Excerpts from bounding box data
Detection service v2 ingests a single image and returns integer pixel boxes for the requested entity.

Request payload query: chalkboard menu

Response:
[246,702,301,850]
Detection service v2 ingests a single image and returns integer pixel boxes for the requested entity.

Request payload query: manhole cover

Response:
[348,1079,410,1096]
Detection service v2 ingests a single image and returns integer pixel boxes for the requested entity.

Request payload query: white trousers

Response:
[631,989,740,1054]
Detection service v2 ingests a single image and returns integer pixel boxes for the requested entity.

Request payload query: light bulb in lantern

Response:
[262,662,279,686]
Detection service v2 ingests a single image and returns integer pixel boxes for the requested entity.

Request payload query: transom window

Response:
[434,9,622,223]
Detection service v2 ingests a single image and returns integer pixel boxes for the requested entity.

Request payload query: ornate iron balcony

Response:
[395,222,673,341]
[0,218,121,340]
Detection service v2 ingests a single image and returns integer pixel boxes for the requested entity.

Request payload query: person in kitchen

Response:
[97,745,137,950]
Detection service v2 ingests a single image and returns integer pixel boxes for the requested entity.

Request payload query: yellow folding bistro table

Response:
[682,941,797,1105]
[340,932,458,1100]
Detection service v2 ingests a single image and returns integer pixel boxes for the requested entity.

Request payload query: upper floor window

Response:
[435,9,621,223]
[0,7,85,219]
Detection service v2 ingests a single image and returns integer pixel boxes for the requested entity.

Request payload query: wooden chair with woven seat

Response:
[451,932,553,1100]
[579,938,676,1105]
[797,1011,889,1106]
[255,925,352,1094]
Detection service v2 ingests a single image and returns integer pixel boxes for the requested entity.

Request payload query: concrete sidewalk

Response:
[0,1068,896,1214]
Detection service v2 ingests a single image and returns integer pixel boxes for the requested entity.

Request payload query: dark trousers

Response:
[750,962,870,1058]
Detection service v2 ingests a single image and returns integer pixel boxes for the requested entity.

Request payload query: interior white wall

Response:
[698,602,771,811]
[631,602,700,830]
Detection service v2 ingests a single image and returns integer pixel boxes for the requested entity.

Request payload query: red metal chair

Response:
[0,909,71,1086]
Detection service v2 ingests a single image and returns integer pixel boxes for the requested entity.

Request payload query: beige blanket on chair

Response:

Directive:
How many lines above contain the string "white"? Reply with the number alone.

Expected answer:
2